INSTRUCTIONS TO FOLLOW
In the material below, locate every line that contains the string "plaster" and copy each one.

GIVEN ENTRIES
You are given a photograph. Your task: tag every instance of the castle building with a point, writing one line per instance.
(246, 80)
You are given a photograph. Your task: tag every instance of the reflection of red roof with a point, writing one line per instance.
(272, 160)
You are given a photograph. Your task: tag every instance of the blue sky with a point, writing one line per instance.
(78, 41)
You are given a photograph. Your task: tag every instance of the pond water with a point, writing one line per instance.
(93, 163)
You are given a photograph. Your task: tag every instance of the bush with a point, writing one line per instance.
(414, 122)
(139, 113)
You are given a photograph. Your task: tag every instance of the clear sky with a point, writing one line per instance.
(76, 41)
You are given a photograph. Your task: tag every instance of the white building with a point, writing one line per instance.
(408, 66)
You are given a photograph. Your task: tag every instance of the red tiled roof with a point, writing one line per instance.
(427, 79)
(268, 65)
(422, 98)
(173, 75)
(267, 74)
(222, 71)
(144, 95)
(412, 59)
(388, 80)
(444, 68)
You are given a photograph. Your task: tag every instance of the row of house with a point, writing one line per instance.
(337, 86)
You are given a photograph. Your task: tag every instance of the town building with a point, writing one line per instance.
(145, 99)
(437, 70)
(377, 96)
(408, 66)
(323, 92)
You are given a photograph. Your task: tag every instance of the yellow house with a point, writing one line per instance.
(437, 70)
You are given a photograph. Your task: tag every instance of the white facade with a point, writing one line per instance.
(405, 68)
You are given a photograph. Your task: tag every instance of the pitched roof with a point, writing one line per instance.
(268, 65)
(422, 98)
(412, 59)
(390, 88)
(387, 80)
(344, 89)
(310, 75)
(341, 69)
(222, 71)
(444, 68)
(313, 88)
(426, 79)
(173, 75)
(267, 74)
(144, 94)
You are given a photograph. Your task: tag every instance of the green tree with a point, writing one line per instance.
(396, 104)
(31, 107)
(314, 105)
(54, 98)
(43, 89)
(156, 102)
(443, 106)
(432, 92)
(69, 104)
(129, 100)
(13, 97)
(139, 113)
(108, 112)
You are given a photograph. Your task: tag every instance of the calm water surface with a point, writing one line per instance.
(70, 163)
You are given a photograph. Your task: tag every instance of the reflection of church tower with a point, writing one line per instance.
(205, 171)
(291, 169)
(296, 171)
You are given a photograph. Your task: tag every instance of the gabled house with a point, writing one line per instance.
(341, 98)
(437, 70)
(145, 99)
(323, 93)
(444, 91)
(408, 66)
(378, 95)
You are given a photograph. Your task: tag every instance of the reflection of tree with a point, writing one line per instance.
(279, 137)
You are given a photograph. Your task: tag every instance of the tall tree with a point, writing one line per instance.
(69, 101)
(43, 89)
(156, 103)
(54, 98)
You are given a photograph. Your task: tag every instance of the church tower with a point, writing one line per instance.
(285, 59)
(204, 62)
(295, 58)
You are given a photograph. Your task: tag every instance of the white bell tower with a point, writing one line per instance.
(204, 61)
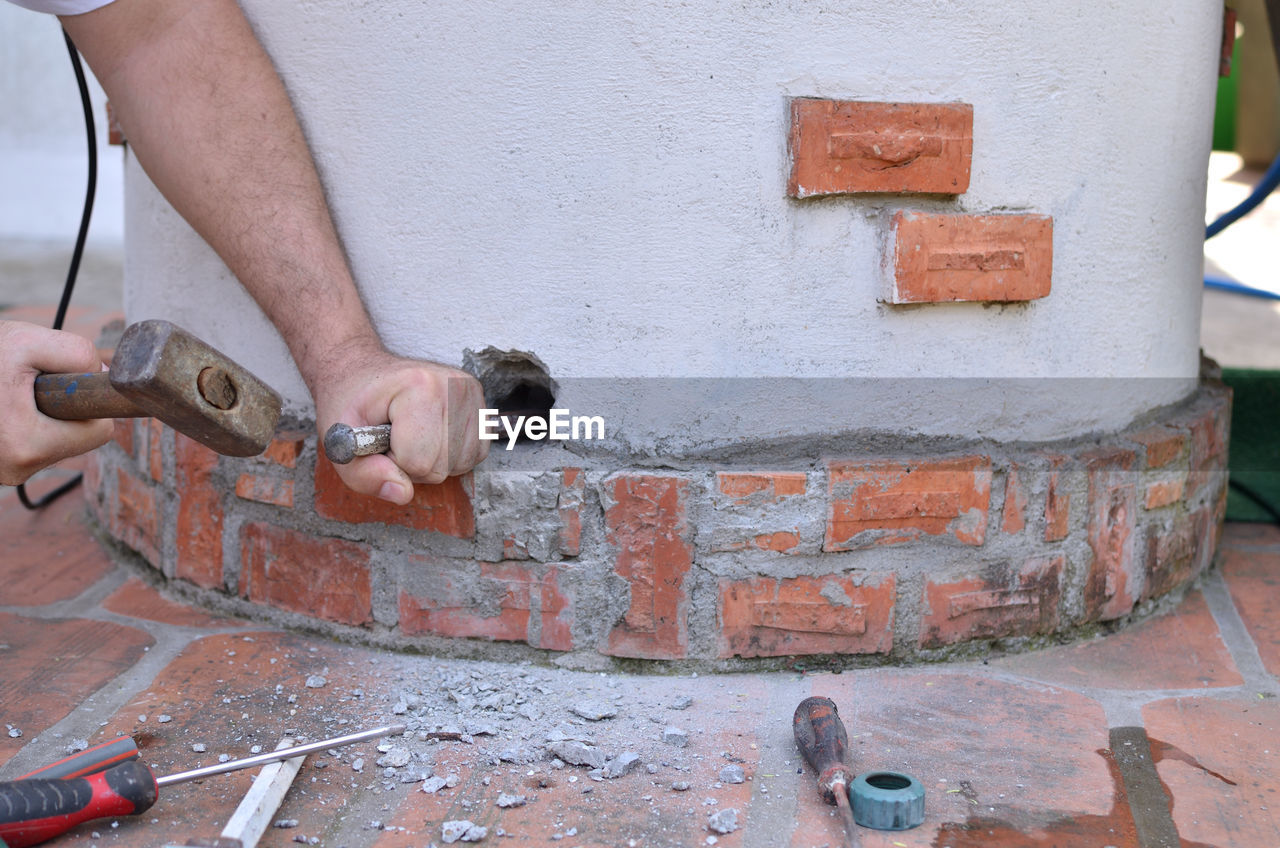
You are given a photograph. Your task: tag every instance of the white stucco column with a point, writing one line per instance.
(604, 186)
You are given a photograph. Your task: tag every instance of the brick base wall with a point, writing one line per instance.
(915, 555)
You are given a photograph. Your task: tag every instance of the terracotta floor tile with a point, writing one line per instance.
(140, 601)
(232, 692)
(1253, 579)
(1001, 764)
(1220, 764)
(1139, 659)
(48, 555)
(48, 668)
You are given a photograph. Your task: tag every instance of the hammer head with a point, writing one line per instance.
(193, 388)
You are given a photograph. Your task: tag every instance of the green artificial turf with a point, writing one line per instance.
(1255, 447)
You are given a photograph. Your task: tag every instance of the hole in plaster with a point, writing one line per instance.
(516, 383)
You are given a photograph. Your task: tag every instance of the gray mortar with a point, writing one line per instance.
(519, 493)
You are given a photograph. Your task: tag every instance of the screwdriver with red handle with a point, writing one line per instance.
(822, 739)
(35, 810)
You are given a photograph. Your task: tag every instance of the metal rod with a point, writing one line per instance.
(277, 756)
(846, 814)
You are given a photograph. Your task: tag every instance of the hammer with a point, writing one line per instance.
(160, 370)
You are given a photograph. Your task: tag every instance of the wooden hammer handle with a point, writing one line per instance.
(76, 397)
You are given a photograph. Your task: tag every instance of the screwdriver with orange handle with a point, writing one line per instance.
(822, 739)
(36, 810)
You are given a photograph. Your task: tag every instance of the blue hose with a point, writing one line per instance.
(1224, 285)
(1260, 192)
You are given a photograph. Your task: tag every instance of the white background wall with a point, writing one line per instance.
(42, 156)
(603, 185)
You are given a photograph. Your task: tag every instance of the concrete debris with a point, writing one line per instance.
(396, 758)
(520, 755)
(511, 801)
(593, 711)
(462, 830)
(577, 753)
(621, 765)
(433, 784)
(675, 737)
(723, 821)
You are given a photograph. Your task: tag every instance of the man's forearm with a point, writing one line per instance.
(210, 122)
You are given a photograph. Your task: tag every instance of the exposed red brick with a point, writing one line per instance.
(155, 448)
(1109, 592)
(844, 146)
(1165, 492)
(760, 486)
(444, 507)
(1164, 443)
(200, 515)
(648, 527)
(286, 450)
(940, 258)
(1210, 429)
(892, 501)
(265, 489)
(771, 616)
(1057, 504)
(1015, 504)
(570, 505)
(525, 596)
(325, 578)
(1173, 556)
(1228, 49)
(136, 521)
(992, 606)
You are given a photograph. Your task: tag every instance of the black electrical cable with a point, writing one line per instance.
(60, 315)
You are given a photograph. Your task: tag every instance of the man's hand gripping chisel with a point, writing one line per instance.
(823, 742)
(35, 810)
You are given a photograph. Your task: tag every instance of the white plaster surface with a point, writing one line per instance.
(42, 151)
(603, 185)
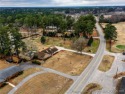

ANSWER TO THIS EXERCISE
You are given a photograph. Your task: tag every instance of the hole in plaster with a point, writing one line per instance.
You are given a photograph. Your task: tag every instance of the white plaster surface with a point, writing one line per instance.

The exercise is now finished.